- Your instructions -
Pull out every line of the listing below that contains the word "painted".

- Exercise materials -
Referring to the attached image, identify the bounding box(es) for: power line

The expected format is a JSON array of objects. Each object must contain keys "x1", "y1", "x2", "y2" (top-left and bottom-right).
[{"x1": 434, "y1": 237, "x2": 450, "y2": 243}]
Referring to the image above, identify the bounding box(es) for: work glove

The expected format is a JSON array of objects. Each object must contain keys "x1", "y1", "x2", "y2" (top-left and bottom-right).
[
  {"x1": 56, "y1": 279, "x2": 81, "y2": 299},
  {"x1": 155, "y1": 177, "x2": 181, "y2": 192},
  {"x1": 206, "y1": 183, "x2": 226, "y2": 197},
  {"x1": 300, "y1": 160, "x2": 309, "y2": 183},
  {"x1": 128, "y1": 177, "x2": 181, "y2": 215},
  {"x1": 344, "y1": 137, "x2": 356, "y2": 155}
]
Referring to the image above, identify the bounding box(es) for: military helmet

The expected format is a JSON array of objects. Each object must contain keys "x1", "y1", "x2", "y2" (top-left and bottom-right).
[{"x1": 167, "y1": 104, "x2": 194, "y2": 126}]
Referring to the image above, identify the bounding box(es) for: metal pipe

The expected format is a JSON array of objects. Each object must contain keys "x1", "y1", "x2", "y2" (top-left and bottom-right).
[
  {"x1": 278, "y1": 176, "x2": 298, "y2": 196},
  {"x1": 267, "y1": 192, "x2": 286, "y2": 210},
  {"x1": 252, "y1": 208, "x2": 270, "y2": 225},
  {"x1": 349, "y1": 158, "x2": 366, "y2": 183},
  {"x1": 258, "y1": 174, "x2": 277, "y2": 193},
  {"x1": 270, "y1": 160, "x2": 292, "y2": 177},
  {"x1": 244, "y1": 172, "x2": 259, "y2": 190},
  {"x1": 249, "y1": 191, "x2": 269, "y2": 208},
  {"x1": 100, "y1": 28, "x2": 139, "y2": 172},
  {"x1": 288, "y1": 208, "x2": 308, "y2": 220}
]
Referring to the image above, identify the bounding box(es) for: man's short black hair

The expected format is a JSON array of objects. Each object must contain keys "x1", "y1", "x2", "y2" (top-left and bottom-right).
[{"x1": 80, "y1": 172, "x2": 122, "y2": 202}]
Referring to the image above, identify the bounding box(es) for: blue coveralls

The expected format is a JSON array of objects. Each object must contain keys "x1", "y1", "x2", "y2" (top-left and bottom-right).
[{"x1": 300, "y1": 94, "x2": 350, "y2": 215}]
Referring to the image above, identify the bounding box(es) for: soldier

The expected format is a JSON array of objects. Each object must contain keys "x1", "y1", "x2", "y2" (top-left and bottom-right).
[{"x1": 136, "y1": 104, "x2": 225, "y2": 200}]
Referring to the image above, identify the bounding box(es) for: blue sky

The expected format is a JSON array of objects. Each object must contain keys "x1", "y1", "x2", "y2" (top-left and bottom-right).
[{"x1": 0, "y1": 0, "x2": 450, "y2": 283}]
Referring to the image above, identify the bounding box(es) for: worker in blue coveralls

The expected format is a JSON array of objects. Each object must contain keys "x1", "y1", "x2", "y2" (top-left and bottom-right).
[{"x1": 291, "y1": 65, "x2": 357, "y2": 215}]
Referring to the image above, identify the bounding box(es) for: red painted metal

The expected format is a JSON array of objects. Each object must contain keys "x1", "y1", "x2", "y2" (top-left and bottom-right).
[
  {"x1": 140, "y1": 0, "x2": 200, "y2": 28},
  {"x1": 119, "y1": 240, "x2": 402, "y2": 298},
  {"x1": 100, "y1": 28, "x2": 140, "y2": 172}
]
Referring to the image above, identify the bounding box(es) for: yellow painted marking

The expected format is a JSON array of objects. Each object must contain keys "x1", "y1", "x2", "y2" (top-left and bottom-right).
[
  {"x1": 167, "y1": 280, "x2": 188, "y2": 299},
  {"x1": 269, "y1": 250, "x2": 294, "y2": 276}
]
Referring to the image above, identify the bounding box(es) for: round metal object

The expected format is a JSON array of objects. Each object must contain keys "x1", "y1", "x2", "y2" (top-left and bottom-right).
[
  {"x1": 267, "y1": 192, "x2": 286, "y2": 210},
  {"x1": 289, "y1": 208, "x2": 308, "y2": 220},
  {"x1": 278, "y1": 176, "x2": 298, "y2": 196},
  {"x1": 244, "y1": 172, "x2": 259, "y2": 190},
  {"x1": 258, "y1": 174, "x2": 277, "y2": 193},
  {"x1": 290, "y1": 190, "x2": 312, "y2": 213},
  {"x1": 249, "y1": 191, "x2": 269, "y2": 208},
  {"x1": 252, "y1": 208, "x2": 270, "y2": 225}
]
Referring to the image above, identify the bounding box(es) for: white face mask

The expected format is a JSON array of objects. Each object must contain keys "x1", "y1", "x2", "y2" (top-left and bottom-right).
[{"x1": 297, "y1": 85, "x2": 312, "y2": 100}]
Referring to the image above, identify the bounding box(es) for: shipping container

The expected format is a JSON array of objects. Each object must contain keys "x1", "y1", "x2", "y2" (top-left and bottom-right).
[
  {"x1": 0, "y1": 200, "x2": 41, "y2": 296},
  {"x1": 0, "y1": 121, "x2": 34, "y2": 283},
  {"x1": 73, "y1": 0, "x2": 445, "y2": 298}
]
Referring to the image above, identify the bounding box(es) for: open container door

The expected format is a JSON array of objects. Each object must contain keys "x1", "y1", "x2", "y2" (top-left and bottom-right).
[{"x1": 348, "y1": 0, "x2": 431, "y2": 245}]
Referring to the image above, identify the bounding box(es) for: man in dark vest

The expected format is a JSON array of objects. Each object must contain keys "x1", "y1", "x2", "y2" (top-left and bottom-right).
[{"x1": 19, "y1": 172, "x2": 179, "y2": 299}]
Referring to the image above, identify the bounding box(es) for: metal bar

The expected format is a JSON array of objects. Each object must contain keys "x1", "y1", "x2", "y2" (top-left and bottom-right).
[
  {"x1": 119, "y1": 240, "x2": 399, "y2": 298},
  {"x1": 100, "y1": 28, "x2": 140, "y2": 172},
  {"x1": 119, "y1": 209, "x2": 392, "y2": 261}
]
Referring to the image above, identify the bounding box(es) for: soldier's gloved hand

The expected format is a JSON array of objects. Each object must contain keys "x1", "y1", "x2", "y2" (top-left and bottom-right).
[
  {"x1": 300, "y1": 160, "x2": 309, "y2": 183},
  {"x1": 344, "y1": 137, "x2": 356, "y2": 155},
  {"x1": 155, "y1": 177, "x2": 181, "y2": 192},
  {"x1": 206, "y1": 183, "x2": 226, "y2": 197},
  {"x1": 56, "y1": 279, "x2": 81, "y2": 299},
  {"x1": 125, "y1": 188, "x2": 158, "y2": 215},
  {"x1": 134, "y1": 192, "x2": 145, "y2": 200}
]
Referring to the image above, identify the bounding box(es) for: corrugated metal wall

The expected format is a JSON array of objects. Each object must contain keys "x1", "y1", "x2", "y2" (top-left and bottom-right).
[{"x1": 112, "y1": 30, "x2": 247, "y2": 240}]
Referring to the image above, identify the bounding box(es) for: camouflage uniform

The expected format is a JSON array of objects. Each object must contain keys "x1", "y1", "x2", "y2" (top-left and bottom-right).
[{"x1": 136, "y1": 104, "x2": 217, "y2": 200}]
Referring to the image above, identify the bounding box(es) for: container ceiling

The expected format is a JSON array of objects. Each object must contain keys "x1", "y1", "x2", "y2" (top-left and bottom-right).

- Final answer -
Referring to the image above, identify the bounding box(es) for: red painted metal
Referring to the image above, identify the bounding box(es) for: yellow painted marking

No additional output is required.